Consegna -
Rispondi per favore alle seguenti domande basandoti sul testo dell'esercizio.
1. In quale giornata la Corte di Giustizia Europea ha accertato la violazione?
2. Di circa quanti extracomunitari avrebbero dovuto occuparsi gli stati membri con il meccanismo di ricollocamento?
3. Per quali motivi Polonia e Ungheria hanno rifiutato il ricollocamento?

Testo dell'esercizio -
◆ ◆ ◆ ◆ ◆
Migranti, la corte di giustizia UE condanna Polonia, Ungheria e Repubblica Ceca
I tre paesi non avrebbero provveduto al ricollocamento dei richiedenti asilo dalla Grecia e dall’Italia istituito nel 2015. La violazione è stata accertata dalla Corte di Giustizia Europea nella giornata di giovedì 2 aprile.

La Corte di giustizia UE ha accolto i ricorsi per inadempimento presentati dalla Commissione europea contro tre Stati membri: Polonia, Ungheria e Repubblica Ceca. I Paesi del blocco di Visegrad, infatti, non si sarebbero conformati al meccanismo temporaneo di ricollocazione di richiedenti asilo adottato dal 2015. Un rifiuto che ha quindi portato le tre nazioni a venir meno agli obblighi definiti dal diritto dell’Unione. Il passaggio successivo prevede che i tre stati si conformino alla sentenza, ma, nel caso in cui non si adattassero, la Commissione potrà proporre un altro ricorso chiedendo delle sanzioni pecuniarie. Sì, perché non c’è nazionalismo che tenga: si tratta di obblighi derivanti dall’essere membri dell’Unione europea. E devono essere rispettati.

Come accennato, al centro della bufera figurerebbero i ricollocamento di migranti dall’Italia e dalla Grecia. In questi ultimi due stati, infatti, cinque anni fa si verificò un sensibile aumento di arrivo di richiedenti asilo: per far fronte a questa situazione, tutti gli stati membri dell’Unione Europea avrebbero dovuto attivare un meccanismo di ricollocamento occupandosi dei circa 120mila extracomunitari. Ogni paese, nell’ambito del processo previsto, avrebbe dovuto ammettere una quota di migranti, stabilita secondo la capacità di assorbimento nella propria economia. Ecco, questo procedimento non è stato attuato.

Secondo Polonia e Ungheria, il loro rifiuto è stato dovuto a motivi di sicurezza interna, mentre la Repubblica Ceca ha fin da subito manifestato dissenso circa il malfunzionamento del meccanismo di ricollocazione. Ma non ci sono giustificazioni: “”Gli stati membri – ha ufficializzato la corte – non possono invocare né le loro responsabilità in materia di mantenimento dell’ordine pubblico e di salvaguardia della sicurezza interna né il presunto malfunzionamento del meccanismo di ricollocamento per sottrarsi all’esecuzione di tale meccanismo”. Questa operazione era tesa ad alleviare la situazione della nostra penisola e del paese ellenico, ma l’obbligo non è stato mai accolto e portato a termine da Polonia, Ungheria e Repubblica Ceca. Una mancata collaborazione che è stata prima messa in luce dalla Commissione UE e ora certificata dai giudici di Lussemburgo.
L’Ungheria, inoltre, è nuovamente al centro di polemiche nazionali e non: di recente il parlamento ha dato pieni poteri al premier Orbán per combattere il Coronavirus. La motivazione ufficiale di questa mossa? Dare libertà totale di agire al politico nella lotta all’emergenza Covid-19. La novità ha suscitato scalpore internazionale e, secondo l’opposizione, rischia di sconfinare in una nuova dittatura.
◆ ◆ ◆ ◆ ◆
Dati forniti -
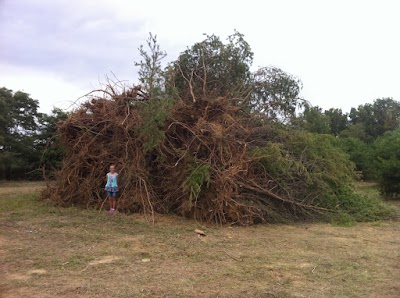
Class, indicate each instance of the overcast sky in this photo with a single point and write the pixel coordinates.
(346, 52)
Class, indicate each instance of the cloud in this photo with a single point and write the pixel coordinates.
(346, 52)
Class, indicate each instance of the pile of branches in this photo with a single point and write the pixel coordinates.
(207, 164)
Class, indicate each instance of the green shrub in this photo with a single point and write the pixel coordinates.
(388, 158)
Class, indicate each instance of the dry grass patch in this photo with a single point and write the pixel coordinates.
(70, 252)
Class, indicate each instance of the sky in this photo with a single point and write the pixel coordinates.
(346, 53)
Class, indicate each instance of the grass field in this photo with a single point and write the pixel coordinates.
(70, 252)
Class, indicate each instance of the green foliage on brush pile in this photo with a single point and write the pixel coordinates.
(314, 165)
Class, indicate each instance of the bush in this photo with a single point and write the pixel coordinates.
(388, 159)
(362, 155)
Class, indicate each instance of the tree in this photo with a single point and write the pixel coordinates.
(388, 158)
(150, 73)
(18, 118)
(314, 120)
(47, 142)
(377, 118)
(275, 92)
(213, 67)
(338, 121)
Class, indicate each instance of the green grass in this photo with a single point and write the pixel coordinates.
(47, 251)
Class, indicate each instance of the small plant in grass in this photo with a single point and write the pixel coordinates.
(198, 177)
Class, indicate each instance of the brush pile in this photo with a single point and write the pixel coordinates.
(210, 161)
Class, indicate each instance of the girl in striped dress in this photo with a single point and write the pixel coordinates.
(112, 188)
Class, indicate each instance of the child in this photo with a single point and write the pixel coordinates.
(112, 188)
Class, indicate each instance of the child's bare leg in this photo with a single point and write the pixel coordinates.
(110, 201)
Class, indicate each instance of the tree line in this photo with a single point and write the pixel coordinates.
(27, 137)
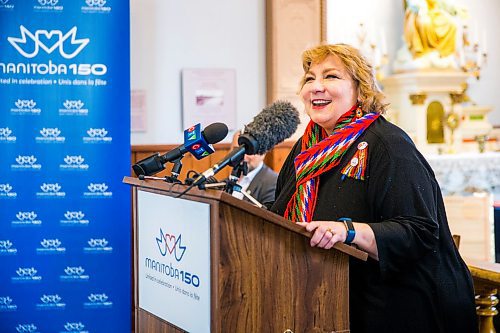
◆ ◆ ◆ ◆ ◆
Risultato -
1. Giovedì 2 aprile.
2. Circa 120mila.
3. Per motivi di sicurezza interna.